▶ [Extract provided]

"""

Friedrich Rindfleisch, a single merchant (Kaufmann), arrived from Lübeck at the port of Oranienbaum on 4 July 1766 aboard the English frigate Love & Unity under the command of Skipper Thomas Fairfax.

Friederich Rindfleisch is recorded on the list of colonists being transported from St. Petersburg to Saratov in 1767.

He is recorded on the appendix to the 1767 census of Nieder-Monjou in Household No. 86. He later settled in the Volga German colony of Hockerberg.

In 1770, Karl Friedrich Rindfleisch was appointed to the Kontora.

The 1767 census records that Friedrich Rindfleisch came from the German region of Anhalt-Köthen.

There are no known surviving male lines of this family among the Volga German colonies. [The Rindfleisch families in Michigan are from Volhynian Russia, not the Volga German region.]

Sources

- Mai, Brent Alan. 1798 Census of the German Colonies along the Volga: Economy, Population, and Agriculture (Lincoln, NE: American Historical Society of Germans from Russia, 1999): Mv0864.

"""

▶ [Your tasks]
[1] In the Rindfleisch family note above, which German region does the 1767 census give as Friedrich Rindfleisch's place of origin?
[2] Write a continuation of the Rindfleisch family note, picking up after its last line.

▶ [Source excerpt]
"""

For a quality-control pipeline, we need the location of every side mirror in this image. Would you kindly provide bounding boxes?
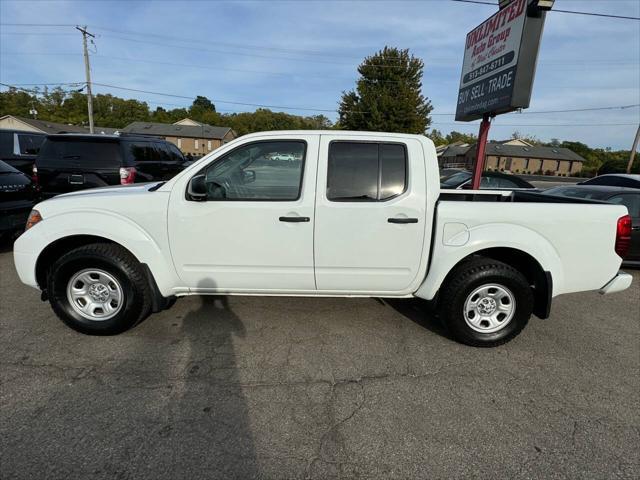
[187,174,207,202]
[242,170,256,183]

"""

▶ [Results for the exercise]
[1] Anhalt-Köthen

[2]
- Pleve, Igor. Einwanderung in das Wolgagebiet, 1764-1767 Band 3 (Göttingen: Der Göttinger Arbeitskreis, 2005): 219.
- Pleve, Igor. Lists of Colonists to Russia in 1766: Reports by Ivan Kulberg (Saratov: Saratov State Technical University, 2010): #1284.
- Rauschenbach, Georg. Deutsche Kolonisten auf dem Weg von St. Petersburg nach Saratow: Transportlisten von 1766-1767 (Moscow: G.V. Rauschenbach, 2017): #1165.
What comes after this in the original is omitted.